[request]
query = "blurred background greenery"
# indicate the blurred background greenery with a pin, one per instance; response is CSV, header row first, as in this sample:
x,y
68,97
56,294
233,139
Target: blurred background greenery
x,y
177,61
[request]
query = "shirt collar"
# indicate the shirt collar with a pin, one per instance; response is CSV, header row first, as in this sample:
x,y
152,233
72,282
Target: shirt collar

====

» **STATED PROBLEM**
Present every line of the records above as a numbered list, leaving out any blank lines.

» **FINISHED TASK**
1. [request]
2. query = "blurred background greenery"
3. # indicate the blurred background greenery with a pin, one per instance; response is CSV, header row first, as in this sample:
4. x,y
5. 68,97
6. 56,294
7. 233,139
8. Target: blurred background greenery
9. x,y
10. 177,61
11. [request]
12. query = "shirt collar"
13. # indicate the shirt collar with a pin, one per instance; response is CSV, header row first, as in this sample:
14. x,y
15. 152,233
16. 72,282
17. Target: shirt collar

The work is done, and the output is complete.